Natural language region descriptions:
++++++++

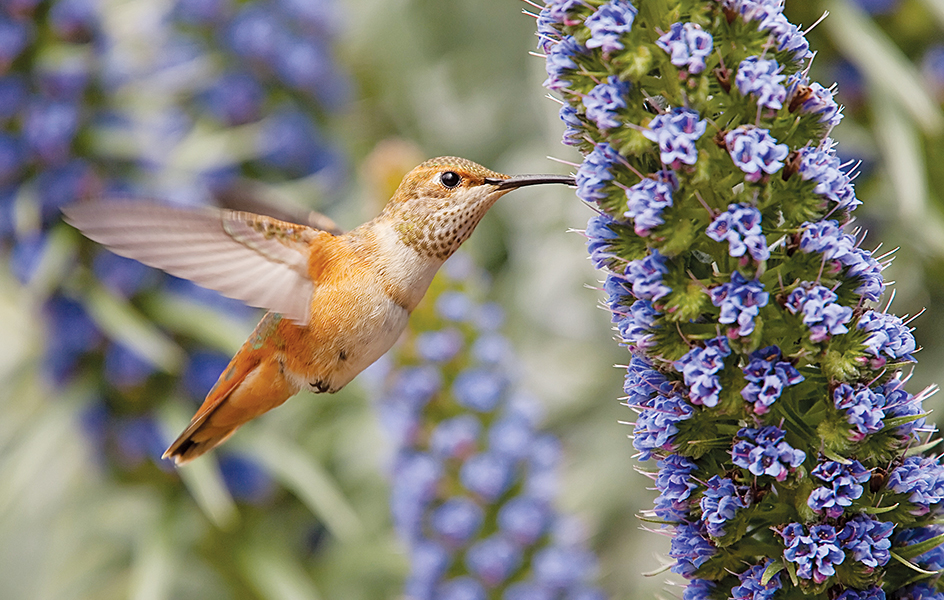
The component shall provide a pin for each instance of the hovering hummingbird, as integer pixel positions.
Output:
(336, 302)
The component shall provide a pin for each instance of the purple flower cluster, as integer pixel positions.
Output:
(815, 553)
(822, 166)
(636, 327)
(645, 276)
(770, 18)
(560, 57)
(764, 452)
(688, 45)
(690, 548)
(864, 409)
(605, 100)
(471, 493)
(740, 227)
(868, 540)
(922, 478)
(767, 376)
(700, 368)
(887, 337)
(755, 152)
(740, 301)
(600, 237)
(608, 25)
(595, 171)
(646, 200)
(720, 501)
(821, 313)
(812, 98)
(751, 587)
(675, 485)
(841, 249)
(658, 420)
(762, 78)
(843, 486)
(676, 133)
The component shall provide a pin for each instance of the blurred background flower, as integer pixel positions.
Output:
(103, 360)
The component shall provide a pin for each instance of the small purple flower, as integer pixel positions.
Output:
(751, 587)
(524, 519)
(645, 275)
(767, 376)
(755, 151)
(675, 486)
(559, 60)
(922, 478)
(489, 475)
(819, 101)
(646, 200)
(676, 133)
(740, 301)
(700, 367)
(690, 548)
(573, 133)
(841, 248)
(888, 336)
(605, 100)
(761, 78)
(867, 539)
(863, 407)
(479, 389)
(688, 45)
(609, 23)
(740, 227)
(657, 422)
(843, 487)
(821, 313)
(764, 452)
(873, 593)
(456, 521)
(815, 553)
(720, 501)
(636, 327)
(493, 559)
(595, 171)
(822, 166)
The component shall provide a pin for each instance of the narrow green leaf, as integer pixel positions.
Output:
(882, 62)
(202, 323)
(877, 510)
(912, 566)
(912, 550)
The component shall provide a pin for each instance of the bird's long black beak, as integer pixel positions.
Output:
(523, 180)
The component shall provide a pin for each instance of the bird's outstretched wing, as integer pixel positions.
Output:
(258, 260)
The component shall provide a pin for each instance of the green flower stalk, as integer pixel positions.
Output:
(474, 479)
(767, 380)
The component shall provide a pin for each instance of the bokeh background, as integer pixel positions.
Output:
(322, 105)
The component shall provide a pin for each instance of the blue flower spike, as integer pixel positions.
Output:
(765, 376)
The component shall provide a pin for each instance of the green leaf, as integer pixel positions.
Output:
(123, 323)
(313, 485)
(912, 550)
(881, 62)
(912, 566)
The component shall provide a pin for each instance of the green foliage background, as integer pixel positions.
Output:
(453, 77)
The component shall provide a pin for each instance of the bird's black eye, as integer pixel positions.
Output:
(450, 179)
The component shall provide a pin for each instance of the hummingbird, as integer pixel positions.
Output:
(336, 301)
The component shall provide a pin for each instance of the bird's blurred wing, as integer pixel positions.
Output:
(256, 259)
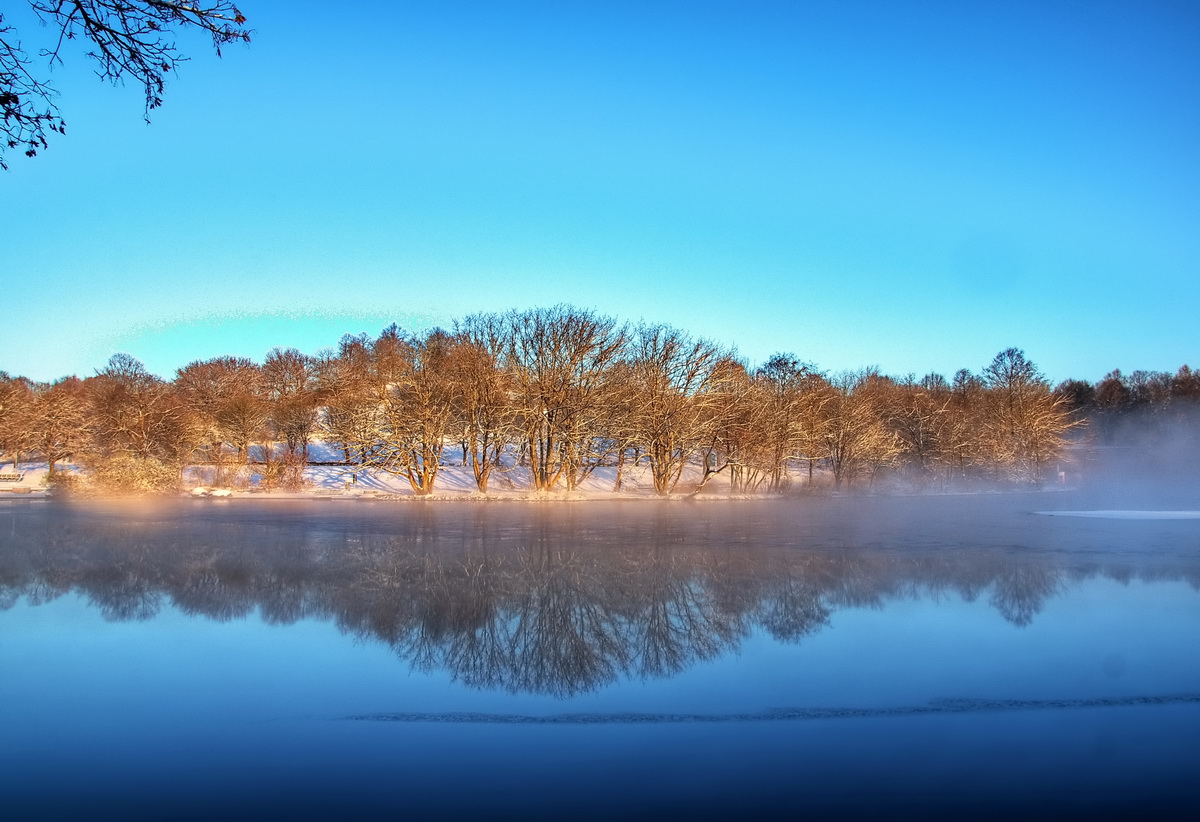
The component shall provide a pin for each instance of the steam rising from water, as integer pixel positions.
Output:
(790, 714)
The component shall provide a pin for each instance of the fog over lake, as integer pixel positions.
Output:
(849, 657)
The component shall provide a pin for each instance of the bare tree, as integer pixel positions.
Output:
(1026, 421)
(559, 359)
(16, 409)
(481, 390)
(227, 396)
(857, 437)
(130, 40)
(59, 421)
(141, 432)
(673, 385)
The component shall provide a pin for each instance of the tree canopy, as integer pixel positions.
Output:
(127, 40)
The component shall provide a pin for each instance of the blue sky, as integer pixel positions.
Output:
(906, 185)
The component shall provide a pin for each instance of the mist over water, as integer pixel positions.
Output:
(226, 659)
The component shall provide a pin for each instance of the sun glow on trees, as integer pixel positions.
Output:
(558, 393)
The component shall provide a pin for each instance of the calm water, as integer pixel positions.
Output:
(232, 660)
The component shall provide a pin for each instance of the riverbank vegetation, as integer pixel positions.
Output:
(562, 393)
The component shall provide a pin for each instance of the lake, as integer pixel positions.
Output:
(844, 658)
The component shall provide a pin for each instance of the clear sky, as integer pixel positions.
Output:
(906, 185)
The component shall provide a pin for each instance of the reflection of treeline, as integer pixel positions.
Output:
(559, 391)
(528, 604)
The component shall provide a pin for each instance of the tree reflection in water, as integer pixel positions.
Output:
(537, 599)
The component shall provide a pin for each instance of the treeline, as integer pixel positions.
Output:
(562, 391)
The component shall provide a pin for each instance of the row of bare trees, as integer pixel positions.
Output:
(558, 391)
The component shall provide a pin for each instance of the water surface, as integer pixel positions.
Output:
(229, 659)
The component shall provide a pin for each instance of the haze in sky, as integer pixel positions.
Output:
(913, 186)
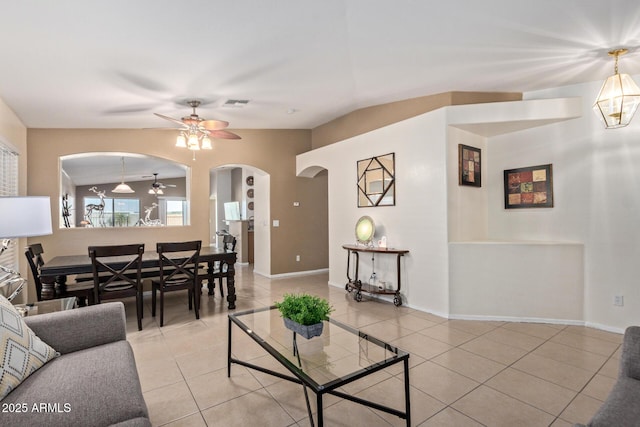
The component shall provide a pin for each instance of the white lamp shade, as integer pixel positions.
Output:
(25, 216)
(181, 141)
(618, 101)
(122, 188)
(193, 143)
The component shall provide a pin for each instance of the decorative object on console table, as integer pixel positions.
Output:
(20, 217)
(530, 187)
(304, 314)
(357, 286)
(469, 166)
(376, 181)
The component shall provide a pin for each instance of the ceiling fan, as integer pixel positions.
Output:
(196, 131)
(157, 187)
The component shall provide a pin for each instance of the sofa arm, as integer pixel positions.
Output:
(630, 358)
(72, 330)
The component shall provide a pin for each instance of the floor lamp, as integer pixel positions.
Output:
(20, 217)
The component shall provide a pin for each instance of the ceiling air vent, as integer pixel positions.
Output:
(235, 103)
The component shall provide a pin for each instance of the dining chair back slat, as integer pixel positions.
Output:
(117, 273)
(178, 263)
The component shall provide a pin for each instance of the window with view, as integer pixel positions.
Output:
(113, 212)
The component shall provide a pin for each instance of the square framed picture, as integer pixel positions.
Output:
(530, 187)
(469, 166)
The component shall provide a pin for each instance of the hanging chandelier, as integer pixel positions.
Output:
(193, 139)
(196, 132)
(122, 187)
(619, 97)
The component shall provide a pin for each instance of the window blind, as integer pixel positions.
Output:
(9, 187)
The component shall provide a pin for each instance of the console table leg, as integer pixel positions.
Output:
(231, 287)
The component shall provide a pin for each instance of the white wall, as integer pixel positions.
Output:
(418, 221)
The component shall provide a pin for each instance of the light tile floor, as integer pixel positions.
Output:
(463, 373)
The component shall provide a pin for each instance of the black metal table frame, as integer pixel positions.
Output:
(300, 377)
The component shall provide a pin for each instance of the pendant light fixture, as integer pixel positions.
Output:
(122, 187)
(619, 97)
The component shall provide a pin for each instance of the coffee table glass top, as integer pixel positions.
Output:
(341, 354)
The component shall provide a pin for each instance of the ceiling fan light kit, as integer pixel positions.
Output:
(619, 97)
(196, 132)
(122, 187)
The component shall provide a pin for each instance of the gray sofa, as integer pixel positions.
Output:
(93, 383)
(622, 407)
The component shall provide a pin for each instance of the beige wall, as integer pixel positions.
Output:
(367, 119)
(273, 151)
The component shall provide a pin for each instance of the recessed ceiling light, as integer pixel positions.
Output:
(235, 103)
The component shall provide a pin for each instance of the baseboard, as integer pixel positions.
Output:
(514, 319)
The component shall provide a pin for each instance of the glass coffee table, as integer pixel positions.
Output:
(324, 364)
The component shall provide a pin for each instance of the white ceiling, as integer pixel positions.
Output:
(111, 64)
(102, 168)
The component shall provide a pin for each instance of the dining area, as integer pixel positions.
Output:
(108, 272)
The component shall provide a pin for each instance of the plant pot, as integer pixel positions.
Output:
(307, 331)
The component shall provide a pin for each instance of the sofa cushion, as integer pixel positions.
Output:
(98, 386)
(21, 352)
(621, 407)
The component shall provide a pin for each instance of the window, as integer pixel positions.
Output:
(111, 212)
(173, 211)
(9, 187)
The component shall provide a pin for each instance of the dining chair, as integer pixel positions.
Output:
(81, 290)
(178, 263)
(220, 269)
(117, 278)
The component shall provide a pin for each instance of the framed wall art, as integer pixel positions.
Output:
(469, 166)
(376, 181)
(530, 187)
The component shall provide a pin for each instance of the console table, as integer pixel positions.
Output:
(355, 284)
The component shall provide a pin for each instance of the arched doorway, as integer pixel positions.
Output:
(239, 204)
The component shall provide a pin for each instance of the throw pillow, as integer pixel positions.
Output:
(21, 351)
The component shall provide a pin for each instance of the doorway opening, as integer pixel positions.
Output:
(239, 205)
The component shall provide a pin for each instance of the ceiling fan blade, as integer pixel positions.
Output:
(214, 124)
(223, 134)
(171, 119)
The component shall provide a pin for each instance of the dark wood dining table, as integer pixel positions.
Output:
(60, 267)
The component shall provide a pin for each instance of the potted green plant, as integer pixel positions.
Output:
(304, 313)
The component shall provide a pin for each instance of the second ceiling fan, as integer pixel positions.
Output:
(197, 132)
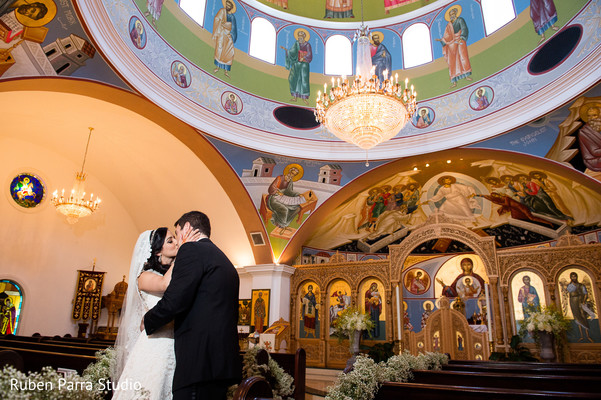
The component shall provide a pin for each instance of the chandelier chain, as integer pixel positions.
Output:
(86, 152)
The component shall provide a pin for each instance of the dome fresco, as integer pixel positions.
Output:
(498, 64)
(525, 107)
(372, 10)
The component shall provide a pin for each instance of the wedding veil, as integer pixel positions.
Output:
(133, 308)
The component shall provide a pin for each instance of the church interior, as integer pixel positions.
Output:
(485, 202)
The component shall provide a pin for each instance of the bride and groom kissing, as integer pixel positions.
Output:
(178, 333)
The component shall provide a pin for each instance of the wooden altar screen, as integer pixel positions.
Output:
(447, 331)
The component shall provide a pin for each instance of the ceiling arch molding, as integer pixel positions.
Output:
(57, 109)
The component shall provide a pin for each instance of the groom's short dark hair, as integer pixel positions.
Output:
(197, 220)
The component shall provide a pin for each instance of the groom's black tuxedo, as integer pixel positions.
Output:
(202, 298)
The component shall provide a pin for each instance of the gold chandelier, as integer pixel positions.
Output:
(75, 206)
(365, 111)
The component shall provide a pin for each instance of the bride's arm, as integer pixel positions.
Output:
(154, 283)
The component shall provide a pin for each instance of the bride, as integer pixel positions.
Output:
(145, 364)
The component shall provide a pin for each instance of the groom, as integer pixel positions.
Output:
(202, 298)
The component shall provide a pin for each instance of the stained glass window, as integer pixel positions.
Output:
(11, 300)
(27, 190)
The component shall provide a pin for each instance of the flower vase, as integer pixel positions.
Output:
(547, 346)
(355, 341)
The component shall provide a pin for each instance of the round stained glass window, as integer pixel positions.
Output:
(27, 190)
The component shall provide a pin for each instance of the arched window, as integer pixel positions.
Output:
(339, 56)
(11, 300)
(417, 47)
(497, 13)
(262, 40)
(195, 9)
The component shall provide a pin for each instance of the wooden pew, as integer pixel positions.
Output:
(293, 364)
(11, 358)
(423, 391)
(49, 347)
(35, 360)
(253, 388)
(593, 370)
(557, 383)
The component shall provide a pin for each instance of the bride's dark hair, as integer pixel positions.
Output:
(157, 239)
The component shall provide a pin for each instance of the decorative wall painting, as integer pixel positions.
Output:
(27, 190)
(259, 319)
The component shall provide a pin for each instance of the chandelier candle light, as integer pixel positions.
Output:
(76, 206)
(365, 111)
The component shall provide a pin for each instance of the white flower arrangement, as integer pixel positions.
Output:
(548, 319)
(351, 320)
(363, 382)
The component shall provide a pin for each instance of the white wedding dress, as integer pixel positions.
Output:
(150, 365)
(145, 364)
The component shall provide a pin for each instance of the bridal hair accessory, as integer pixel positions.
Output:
(152, 235)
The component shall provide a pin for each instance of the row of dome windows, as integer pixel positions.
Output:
(415, 40)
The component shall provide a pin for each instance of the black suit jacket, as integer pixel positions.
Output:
(202, 298)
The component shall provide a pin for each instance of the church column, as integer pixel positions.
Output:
(275, 277)
(397, 323)
(496, 305)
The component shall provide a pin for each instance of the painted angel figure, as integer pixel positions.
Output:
(310, 312)
(576, 294)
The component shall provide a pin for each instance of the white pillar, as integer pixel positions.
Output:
(275, 277)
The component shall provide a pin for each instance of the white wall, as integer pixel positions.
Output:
(42, 252)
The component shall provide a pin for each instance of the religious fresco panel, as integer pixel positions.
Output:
(309, 325)
(462, 279)
(527, 290)
(338, 300)
(579, 304)
(517, 204)
(372, 301)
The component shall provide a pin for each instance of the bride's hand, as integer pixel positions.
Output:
(190, 235)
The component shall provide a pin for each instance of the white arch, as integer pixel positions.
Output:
(339, 56)
(262, 40)
(497, 13)
(195, 9)
(417, 46)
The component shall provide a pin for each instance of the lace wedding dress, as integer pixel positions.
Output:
(150, 365)
(145, 364)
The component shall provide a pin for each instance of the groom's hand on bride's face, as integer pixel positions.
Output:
(189, 234)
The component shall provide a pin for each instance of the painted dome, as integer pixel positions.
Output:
(477, 85)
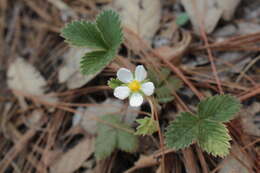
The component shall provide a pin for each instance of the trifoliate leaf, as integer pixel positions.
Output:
(95, 61)
(147, 126)
(105, 35)
(182, 19)
(113, 83)
(220, 108)
(183, 131)
(206, 128)
(214, 138)
(81, 33)
(109, 24)
(113, 134)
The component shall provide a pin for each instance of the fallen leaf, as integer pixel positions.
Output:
(24, 77)
(230, 164)
(141, 16)
(83, 116)
(210, 11)
(70, 73)
(74, 158)
(175, 53)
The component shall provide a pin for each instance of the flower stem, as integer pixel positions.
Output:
(154, 113)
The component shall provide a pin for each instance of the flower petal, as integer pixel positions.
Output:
(136, 99)
(140, 73)
(148, 88)
(121, 92)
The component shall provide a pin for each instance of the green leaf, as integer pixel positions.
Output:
(206, 128)
(182, 132)
(104, 35)
(147, 126)
(214, 138)
(109, 24)
(95, 61)
(182, 19)
(113, 83)
(81, 33)
(112, 135)
(220, 108)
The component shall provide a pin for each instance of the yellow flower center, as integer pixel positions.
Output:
(134, 86)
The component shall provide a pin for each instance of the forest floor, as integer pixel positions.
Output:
(211, 47)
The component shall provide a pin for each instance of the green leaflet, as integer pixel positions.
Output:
(82, 33)
(109, 24)
(113, 83)
(214, 138)
(110, 136)
(206, 128)
(147, 126)
(104, 36)
(95, 60)
(220, 108)
(182, 132)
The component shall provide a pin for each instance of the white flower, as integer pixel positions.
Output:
(135, 85)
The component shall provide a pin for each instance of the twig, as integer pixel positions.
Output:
(210, 56)
(155, 116)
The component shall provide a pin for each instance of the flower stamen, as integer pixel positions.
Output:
(134, 86)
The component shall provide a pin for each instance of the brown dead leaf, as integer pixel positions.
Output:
(175, 53)
(74, 158)
(25, 78)
(70, 72)
(141, 16)
(83, 117)
(143, 162)
(250, 120)
(209, 11)
(231, 164)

++++++++

# Exercise instructions
Lines holding the word "reflection" are the answer; copy each one from the records above.

# Exercise response
The component shall provide a pin for each instance of the reflection of treeline, as integer pixel positions.
The component shall provide a pin for each instance of the tree reflection in water, as integer pixel positions.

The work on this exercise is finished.